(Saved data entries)
.....

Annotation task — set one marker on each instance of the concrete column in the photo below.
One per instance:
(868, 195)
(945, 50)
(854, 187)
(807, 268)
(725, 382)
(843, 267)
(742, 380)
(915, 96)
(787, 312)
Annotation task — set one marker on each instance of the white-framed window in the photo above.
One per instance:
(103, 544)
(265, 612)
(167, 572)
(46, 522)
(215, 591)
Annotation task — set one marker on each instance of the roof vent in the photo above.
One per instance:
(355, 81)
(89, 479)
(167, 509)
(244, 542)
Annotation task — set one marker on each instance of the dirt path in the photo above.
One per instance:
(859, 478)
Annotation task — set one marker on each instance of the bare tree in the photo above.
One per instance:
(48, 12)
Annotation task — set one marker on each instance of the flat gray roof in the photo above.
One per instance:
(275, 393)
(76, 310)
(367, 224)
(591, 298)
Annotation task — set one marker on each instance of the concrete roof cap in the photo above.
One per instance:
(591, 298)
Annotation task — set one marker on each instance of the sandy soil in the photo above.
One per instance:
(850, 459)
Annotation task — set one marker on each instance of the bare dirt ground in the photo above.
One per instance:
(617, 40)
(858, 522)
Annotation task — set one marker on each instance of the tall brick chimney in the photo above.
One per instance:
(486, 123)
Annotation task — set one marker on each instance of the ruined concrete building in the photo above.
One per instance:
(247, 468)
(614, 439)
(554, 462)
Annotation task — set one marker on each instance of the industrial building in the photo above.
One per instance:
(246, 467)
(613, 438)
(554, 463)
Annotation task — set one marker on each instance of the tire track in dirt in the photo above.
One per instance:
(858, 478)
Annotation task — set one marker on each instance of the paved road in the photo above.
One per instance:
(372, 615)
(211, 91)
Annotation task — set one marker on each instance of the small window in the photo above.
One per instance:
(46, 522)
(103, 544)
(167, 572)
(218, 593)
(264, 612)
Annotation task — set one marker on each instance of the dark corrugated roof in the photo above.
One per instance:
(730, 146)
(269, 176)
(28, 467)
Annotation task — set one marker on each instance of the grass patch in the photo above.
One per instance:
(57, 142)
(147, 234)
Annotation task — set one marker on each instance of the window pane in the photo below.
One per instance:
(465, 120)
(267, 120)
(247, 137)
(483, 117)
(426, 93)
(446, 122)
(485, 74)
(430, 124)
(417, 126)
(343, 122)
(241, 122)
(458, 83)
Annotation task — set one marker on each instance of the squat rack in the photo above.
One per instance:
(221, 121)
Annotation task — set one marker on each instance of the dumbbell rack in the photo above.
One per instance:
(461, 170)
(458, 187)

.....

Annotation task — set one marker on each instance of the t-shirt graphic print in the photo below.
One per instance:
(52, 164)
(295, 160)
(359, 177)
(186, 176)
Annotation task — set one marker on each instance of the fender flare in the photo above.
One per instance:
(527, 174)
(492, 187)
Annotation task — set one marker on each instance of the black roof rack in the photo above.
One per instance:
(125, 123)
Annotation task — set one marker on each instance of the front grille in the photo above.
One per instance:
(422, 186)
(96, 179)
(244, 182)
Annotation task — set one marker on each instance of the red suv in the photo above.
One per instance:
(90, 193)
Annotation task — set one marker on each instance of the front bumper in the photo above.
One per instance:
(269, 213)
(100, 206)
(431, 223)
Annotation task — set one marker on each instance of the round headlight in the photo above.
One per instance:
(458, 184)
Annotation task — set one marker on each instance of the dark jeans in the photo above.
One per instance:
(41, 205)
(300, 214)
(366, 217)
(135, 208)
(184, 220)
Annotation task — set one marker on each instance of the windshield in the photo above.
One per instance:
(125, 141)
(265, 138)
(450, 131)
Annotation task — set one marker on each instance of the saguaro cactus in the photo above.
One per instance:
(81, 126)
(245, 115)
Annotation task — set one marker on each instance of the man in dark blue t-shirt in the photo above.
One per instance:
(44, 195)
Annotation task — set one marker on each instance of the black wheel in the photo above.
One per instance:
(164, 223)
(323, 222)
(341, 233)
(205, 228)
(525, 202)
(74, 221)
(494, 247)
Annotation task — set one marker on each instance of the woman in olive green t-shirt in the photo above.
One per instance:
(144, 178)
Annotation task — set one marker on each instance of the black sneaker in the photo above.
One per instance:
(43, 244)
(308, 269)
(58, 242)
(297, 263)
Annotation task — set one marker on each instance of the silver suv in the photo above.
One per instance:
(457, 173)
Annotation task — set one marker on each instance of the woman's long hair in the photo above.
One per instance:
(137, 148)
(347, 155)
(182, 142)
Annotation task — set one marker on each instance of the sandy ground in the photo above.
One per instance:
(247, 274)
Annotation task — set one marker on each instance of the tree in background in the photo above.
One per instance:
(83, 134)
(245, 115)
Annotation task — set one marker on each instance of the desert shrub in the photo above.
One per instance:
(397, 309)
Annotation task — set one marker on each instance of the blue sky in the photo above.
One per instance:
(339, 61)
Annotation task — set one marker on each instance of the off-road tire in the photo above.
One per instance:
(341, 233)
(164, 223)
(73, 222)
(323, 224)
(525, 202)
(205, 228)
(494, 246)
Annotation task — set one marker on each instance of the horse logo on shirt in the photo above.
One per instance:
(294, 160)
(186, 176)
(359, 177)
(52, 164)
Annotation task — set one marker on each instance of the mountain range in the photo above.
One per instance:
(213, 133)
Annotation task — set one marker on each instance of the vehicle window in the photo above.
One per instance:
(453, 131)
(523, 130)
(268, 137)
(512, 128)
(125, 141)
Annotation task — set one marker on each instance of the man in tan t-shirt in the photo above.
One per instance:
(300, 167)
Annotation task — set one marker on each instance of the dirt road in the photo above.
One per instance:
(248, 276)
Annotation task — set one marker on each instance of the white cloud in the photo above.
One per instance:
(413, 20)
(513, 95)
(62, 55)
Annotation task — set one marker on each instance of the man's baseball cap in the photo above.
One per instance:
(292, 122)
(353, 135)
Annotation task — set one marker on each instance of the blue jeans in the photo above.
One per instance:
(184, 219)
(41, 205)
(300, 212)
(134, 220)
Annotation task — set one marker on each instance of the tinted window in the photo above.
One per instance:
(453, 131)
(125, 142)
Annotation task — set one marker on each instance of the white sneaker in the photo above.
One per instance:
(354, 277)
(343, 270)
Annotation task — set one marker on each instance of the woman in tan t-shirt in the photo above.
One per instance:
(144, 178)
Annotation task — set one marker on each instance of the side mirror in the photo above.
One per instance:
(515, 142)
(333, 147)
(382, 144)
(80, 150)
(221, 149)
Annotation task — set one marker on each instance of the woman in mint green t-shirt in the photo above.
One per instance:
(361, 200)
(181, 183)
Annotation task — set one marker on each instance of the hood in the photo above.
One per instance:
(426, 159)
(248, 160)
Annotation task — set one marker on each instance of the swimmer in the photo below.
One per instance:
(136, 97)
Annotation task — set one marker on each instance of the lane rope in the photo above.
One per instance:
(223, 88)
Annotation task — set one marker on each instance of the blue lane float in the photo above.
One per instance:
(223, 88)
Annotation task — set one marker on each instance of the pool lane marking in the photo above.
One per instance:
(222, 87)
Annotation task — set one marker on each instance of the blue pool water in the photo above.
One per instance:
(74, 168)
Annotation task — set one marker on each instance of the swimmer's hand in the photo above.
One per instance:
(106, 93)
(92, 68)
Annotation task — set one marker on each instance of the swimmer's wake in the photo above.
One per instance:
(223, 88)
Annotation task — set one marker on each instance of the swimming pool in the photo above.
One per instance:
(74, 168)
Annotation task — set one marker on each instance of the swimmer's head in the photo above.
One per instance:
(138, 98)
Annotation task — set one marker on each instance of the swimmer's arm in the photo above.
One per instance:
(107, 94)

.....

> What is needed
Give the count of lines in the records above that hold the string "front", and only that count.

> Task result
2